Written instruction
List each line of the data below that contains the string "glowing".

_ _ _ _ _

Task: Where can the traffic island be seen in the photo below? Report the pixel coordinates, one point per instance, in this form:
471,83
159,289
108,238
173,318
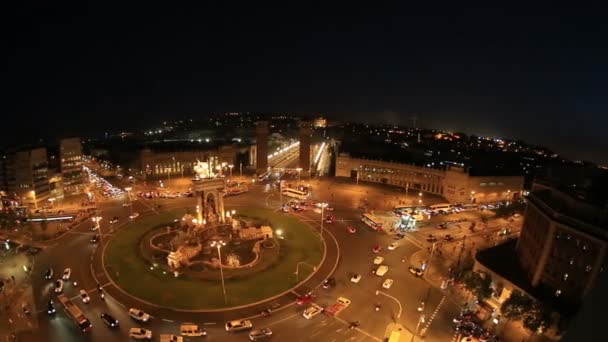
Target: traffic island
142,271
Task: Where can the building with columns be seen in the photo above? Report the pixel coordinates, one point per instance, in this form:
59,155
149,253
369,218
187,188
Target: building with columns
563,242
164,163
454,183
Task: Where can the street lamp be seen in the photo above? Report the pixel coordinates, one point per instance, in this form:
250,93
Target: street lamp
219,244
322,205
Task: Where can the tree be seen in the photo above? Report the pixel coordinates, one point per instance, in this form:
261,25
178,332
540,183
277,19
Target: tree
479,283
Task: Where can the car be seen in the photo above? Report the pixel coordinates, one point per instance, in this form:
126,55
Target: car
262,334
381,271
50,307
109,320
85,296
171,338
33,251
49,273
312,311
329,283
305,299
139,315
58,286
415,271
238,325
192,330
140,334
67,273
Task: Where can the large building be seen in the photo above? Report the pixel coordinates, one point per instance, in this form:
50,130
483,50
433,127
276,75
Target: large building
165,163
563,242
25,176
455,183
72,175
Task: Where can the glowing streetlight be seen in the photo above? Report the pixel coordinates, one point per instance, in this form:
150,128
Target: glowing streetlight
219,244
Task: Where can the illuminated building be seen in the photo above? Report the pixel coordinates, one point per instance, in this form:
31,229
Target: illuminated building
454,183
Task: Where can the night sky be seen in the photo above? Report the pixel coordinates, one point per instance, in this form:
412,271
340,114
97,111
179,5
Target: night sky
533,73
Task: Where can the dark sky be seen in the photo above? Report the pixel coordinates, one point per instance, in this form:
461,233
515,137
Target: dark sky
534,73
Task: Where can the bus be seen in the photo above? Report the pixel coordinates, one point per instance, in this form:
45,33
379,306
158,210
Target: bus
372,221
441,208
75,314
295,193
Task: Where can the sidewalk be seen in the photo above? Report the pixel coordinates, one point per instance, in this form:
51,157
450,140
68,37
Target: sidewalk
17,292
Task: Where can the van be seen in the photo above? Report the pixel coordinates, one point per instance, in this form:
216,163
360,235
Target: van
381,271
239,325
170,338
191,329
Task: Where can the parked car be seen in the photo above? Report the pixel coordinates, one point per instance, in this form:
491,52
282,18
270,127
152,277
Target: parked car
109,320
305,299
140,334
239,325
415,271
312,311
139,315
67,273
329,283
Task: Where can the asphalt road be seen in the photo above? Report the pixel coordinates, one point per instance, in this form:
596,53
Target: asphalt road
74,250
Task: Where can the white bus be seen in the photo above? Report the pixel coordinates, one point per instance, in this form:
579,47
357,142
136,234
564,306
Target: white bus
75,314
441,208
372,221
295,193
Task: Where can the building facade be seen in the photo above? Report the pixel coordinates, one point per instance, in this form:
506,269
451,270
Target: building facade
181,163
455,184
26,177
72,174
563,243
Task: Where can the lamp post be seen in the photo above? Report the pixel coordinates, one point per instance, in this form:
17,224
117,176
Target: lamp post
322,205
219,244
393,298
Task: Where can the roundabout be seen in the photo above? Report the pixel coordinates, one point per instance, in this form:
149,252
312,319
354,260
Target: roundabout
133,268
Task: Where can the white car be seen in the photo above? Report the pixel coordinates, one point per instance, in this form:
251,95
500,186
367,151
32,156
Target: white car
58,286
67,273
140,334
85,296
139,315
381,271
312,311
378,260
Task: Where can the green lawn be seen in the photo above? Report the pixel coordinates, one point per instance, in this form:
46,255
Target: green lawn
301,243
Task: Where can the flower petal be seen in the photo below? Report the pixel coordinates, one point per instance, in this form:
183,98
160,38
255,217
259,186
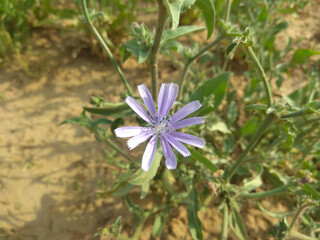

_ _ _ _ _

Written solution
Task: Where can the glowing streetlight be seen in the photo above? Report the pixel coordinates, one point per instance, in this form:
Target: glowing streetlight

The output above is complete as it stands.